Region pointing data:
···

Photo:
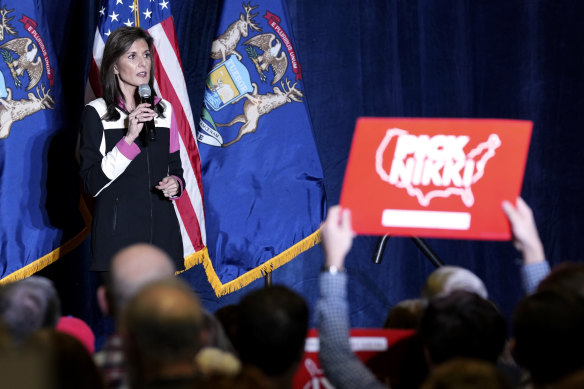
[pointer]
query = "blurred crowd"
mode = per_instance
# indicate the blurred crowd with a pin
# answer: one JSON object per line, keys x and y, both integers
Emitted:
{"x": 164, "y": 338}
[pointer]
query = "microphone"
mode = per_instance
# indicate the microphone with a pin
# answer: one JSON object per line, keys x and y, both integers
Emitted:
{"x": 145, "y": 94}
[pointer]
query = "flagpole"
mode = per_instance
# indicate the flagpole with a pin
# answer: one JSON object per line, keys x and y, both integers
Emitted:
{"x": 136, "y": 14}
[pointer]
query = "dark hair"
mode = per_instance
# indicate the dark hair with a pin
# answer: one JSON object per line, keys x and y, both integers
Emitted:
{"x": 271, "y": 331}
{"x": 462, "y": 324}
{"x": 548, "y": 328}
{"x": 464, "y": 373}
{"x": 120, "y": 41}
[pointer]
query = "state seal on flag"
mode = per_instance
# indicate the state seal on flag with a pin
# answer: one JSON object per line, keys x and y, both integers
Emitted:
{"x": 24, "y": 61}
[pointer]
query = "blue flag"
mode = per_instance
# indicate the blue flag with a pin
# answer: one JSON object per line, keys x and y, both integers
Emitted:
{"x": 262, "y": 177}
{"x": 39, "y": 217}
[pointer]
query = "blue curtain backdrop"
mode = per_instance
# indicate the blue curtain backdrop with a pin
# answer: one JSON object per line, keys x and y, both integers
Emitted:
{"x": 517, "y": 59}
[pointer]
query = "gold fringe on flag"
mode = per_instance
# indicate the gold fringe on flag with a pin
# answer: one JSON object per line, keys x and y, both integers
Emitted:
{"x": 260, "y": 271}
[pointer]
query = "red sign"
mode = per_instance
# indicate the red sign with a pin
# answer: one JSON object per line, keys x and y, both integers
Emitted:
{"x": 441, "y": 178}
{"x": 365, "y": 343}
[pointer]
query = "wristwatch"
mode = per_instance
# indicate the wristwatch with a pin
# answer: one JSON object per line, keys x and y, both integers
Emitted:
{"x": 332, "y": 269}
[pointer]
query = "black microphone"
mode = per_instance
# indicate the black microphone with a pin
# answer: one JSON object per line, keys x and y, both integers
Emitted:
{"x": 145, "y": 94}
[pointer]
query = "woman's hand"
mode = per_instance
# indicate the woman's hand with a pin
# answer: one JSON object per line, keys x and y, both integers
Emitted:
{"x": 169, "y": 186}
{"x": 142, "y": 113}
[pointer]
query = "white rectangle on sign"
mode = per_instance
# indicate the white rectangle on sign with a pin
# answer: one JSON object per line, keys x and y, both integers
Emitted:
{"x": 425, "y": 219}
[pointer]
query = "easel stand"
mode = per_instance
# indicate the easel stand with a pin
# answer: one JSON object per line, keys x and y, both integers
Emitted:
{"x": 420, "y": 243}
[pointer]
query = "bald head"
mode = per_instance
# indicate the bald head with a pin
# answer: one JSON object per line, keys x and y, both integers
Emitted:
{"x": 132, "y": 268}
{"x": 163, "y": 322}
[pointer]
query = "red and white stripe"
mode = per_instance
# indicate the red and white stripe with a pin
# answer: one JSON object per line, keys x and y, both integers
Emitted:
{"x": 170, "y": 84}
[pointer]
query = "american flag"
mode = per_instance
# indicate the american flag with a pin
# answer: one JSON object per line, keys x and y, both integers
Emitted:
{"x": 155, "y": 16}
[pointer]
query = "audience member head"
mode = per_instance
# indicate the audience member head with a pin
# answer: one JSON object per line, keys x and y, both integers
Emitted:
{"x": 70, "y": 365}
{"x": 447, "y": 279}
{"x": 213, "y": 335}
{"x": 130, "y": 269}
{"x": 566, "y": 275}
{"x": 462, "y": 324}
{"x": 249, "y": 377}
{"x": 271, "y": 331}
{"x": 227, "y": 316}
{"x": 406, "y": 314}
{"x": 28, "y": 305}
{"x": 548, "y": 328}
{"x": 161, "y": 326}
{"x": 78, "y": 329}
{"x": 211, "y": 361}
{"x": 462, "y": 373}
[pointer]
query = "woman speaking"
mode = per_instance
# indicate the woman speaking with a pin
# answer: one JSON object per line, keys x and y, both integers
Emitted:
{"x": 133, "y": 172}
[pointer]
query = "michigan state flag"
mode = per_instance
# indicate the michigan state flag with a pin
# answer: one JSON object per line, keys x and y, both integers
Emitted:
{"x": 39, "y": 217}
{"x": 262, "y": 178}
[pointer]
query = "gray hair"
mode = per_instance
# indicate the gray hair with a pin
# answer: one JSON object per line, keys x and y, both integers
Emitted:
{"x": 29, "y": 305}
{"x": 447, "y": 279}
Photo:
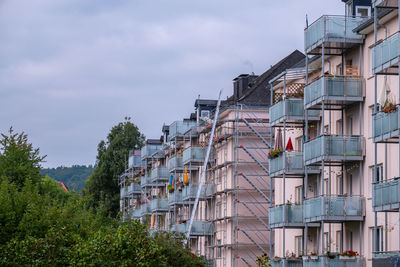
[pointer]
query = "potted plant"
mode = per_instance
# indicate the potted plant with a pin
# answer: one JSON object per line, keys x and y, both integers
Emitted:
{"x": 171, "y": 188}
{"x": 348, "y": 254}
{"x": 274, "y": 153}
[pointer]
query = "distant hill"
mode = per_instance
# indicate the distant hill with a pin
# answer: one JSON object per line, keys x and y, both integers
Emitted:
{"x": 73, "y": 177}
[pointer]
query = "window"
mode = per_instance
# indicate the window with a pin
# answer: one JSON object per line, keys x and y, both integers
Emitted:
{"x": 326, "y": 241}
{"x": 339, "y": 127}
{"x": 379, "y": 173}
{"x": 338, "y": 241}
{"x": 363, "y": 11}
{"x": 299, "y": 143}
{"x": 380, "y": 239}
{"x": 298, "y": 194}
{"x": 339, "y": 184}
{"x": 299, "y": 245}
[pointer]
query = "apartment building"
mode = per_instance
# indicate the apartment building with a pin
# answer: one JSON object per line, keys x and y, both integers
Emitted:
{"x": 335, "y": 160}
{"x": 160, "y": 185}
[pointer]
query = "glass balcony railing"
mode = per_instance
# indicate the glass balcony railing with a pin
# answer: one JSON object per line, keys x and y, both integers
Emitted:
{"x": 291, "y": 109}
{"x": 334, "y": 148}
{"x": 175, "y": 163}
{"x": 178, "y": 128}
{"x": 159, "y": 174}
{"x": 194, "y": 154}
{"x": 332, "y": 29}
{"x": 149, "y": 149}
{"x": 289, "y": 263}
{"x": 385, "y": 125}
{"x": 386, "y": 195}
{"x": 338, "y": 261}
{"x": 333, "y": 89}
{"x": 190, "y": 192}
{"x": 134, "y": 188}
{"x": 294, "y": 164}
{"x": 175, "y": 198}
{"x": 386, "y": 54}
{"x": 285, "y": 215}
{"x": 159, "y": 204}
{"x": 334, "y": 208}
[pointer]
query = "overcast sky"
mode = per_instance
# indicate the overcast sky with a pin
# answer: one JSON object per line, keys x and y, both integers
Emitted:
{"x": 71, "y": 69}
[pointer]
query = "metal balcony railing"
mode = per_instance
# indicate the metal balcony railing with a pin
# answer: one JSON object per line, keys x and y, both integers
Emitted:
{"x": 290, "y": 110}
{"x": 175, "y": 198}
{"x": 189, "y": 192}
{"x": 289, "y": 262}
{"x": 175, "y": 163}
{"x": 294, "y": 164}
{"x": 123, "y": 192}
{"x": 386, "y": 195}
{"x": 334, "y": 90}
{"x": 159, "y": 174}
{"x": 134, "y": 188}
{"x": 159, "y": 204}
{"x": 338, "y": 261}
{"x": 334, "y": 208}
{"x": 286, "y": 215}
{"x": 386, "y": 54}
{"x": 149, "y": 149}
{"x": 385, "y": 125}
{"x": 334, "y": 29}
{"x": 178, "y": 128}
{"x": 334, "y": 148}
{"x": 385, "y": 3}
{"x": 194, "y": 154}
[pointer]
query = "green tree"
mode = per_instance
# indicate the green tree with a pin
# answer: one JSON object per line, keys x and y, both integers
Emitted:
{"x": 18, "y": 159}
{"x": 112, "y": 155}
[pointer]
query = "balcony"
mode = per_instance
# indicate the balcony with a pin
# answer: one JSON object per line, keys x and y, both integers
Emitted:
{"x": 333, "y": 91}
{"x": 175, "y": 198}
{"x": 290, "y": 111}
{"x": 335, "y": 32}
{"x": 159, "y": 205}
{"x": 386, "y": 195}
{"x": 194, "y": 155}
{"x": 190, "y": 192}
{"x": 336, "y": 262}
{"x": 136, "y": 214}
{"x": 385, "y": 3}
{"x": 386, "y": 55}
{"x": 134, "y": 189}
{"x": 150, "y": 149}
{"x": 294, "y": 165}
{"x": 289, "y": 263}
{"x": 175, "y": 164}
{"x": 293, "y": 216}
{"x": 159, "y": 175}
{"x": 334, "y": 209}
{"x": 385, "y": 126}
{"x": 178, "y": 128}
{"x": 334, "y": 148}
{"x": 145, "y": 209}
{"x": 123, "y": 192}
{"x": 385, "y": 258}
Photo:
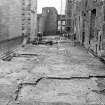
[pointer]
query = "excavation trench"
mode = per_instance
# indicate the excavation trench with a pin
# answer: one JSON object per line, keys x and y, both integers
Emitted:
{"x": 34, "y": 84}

···

What to produce: Filter the data above down to lines with the word "head", and copy them.

Exercise solution:
query = "bald head"
# indicate the bald head with a pin
query = "audience member head"
# indicate the audience member head with a pin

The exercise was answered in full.